Instructions
(A) Answer these from the forum thread on breeding a horse, one line each and marked the same way:
(i) How far back does the mare's owner know her lineage?
(ii) Around what height is the mare expected to finish growing?
(iii) Which two kinds of horse does Elana name as better crosses for the mare?
(B) Turn the paragraph in the forum thread on breeding a horse that begins "Yes, my horse is ranch bred" into a short bulleted list that keeps its main facts.
(C) Extend the forum thread on breeding a horse, picking up where it stops.

Excerpt to read
◇ ◇ ◇ ◇ ◇

Yes, my horse is ranch bred, not range bred. I know her lineage right up to her great grandparents. She has strong sturdy legs and feet, but otherwise is lighter boned with a lighter build. She is also going to finish growing around 15 hands. As far as I know of there aren't any issues or defects in her pedigree.
This would also be my first time breeding a horse if I did breed her. There very few horses that aren't nokotas that I'd cross her with... My goal would to be to produce a well put together nice horse that would do fairly well in both English and western disciplines.


----------



## flytobecat (Mar 28, 2010)

He is nice, but if you are going to breed her, why not to a more Spanish type horse like an Andulasian, Azteca, etc...


----------



## Elana (Jan 28, 2011)

Quite honestly if I owned that stallion I would not accept your mare for breeding. 

Nakota horses are interesting.. but the get from this cross would likely be less than stellar. Nothing against Nakota horses if that is what you want. 

A really good Thoroughbred or Warmblood to cross on could be nice and have more of a chance of producing something similar to the stallion. You might lease one for breeding if you can find one. Enjoy your Nakota horse but don't breed her to this stallion!


----------



## NBEventer (Sep 15, 2012)

◇ ◇ ◇ ◇ ◇

Material
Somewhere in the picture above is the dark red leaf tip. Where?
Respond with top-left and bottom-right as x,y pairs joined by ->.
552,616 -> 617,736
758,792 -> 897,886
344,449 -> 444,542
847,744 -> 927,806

◇ ◇ ◇ ◇ ◇

Replies
(A)
(i) Up to her great grandparents.
(ii) Around 15 hands.
(iii) A Thoroughbred or a Warmblood.

(B)
- The mare is ranch bred, not range bred.
- Her owner knows her lineage up to her great grandparents.
- She has strong, sturdy legs and feet but is otherwise lighter boned, with a lighter build.
- She should finish growing at around 15 hands.
- As far as the owner knows, her pedigree has no issues or defects.

(C)
I don't know of any upper level stallion owners that would breed to any sort of stock breed. The owners of high quality stallions are selective of the mares they breed to.

When I was looking for a stallion for my mare many stallion owners asked me for her show records, her blood lines and the results of previous foals she has. I was also asked what the reason for the beeding was, the plans for the foal and if I would be considering breeding the foal in the future if the foal proved to be quality.

Its all well and good to go "I would love to breed my mare to this stallion! He is so amazing!" but at the end of the day, owners of higher quality stallions are selective. They don't want to beed their stallion to any old mare that crosses their path. They want to make sure there will be the best possible outcome of the foal. 

If you are set on breeding your mare, aim for something that would actually cross well with your horse. Such as a TB or QH.


----------



## Endiku (Dec 6, 2010)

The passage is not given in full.